How to complete this task:
Exactly as they appear, transcribe the entries and skip any pictures.

[Input]

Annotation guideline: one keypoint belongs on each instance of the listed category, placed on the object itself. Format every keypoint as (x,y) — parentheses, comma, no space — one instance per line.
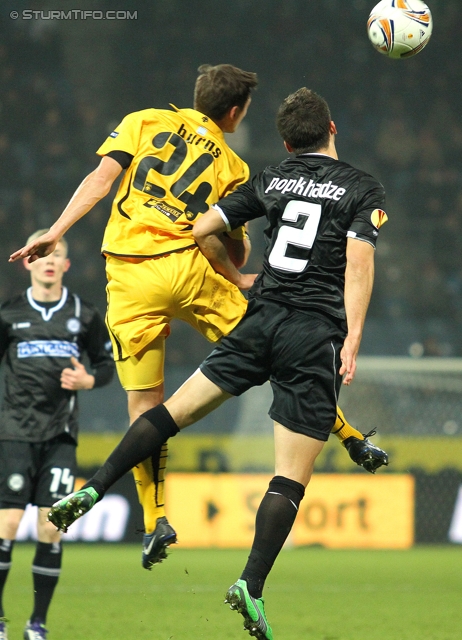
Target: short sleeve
(125,136)
(370,214)
(241,206)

[/Input]

Response to the exercise:
Annotation guideline: one keypoint belongs on each instance of the listed category, placed on the object itself. Format every keypoint as (x,y) — parentheses, comma, no space — one instance per line.
Target: short sleeve
(125,136)
(370,214)
(241,206)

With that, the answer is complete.